**INSTRUCTIONS FOR THE TASK:**
Render all of the material below as a two-column CSV with the headers input and output. Give one row per pairing of text and answer, with the full text in input and its answer in output, each as a single quoted field with line breaks turned into spaces.

***** GIVEN INFORMATION *****

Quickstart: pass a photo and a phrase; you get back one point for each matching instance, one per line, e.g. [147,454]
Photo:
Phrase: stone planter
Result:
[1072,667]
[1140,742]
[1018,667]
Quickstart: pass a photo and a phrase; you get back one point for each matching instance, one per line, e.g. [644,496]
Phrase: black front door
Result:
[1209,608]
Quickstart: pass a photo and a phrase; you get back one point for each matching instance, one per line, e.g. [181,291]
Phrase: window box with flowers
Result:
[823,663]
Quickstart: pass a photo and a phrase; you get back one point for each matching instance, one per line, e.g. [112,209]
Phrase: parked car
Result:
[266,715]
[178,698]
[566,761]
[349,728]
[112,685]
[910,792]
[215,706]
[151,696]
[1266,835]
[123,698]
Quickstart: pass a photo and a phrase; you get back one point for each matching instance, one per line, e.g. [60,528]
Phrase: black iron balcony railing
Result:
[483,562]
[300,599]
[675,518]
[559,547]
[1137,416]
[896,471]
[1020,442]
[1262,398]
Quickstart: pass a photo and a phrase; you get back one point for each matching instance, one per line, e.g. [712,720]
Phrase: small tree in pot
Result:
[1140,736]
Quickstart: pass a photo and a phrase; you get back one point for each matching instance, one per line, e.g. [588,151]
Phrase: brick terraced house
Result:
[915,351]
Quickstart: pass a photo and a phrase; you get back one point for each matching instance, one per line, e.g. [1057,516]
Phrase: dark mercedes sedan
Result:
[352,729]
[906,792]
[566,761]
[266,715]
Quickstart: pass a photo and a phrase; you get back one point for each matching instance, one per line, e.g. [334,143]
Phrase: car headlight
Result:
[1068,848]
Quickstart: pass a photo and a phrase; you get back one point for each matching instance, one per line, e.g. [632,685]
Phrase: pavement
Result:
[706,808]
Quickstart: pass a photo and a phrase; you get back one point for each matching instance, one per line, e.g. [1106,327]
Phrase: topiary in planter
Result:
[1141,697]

*****

**TASK OUTPUT:**
input,output
"Quickstart: pass a photo and a phrase; you get back one point for each matching instance, one per line, e.g. [147,454] Photo: Phrase: stone planter Result:","[1072,667] [1140,742] [1018,667]"
"Quickstart: pass a photo and a phrase; you get back one point for each matching instance, one per line, e.g. [644,496] Phrase: black front door Result:","[1209,608]"
"Quickstart: pass a photo and a phrase; you get back one point for each matching instance, one per line, e.g. [181,291] Phrase: window box with flowers Result:","[823,663]"
"Quickstart: pass a photo and a phrase; you get back one point for each matching instance, one per line, e.g. [112,209] Phrase: parked car Result:","[266,715] [178,698] [566,761] [349,728] [112,685] [910,792] [215,706] [151,696] [1266,835] [123,698]"
"Quickstart: pass a photo and a phrase; you get back one point for each matching instance, one per line, e.g. [60,528] Phrase: black iron balcony railing Result:","[483,562] [300,599] [675,518] [559,547] [1137,416] [896,471] [1020,442] [1262,398]"
"Quickstart: pass a photo and a phrase; you get back one point for each matching instance, one per line, e.g. [712,720] Phrase: small tree in pot Result:","[1140,736]"
"Quickstart: pass a photo and a phrase; you get back one point for each matching instance, one per line, e.g. [588,151] Phrase: brick terraced house Result:","[915,351]"
"Quickstart: pass a photo and a phrase; you get back one point for each matching instance, one per line, e.g. [1057,516] Phrase: dark mercedes sedan Result:","[352,729] [906,792] [566,761] [266,715]"
"Quickstart: pass a photo and a phrase; you get back one point for each matching instance, one per line, e.g. [334,143] Phrase: car headlight Result:","[1068,848]"
"Quickstart: pass a photo and a phrase; you get back one point for each matching instance, one per line, e.g. [632,685] Phrase: pavement Result:","[706,808]"
"Quickstart: pass a photo and a phrase; you get back one point for each matching instance, one per line, e.g. [1106,327] Phrase: topiary in planter Result:","[1141,697]"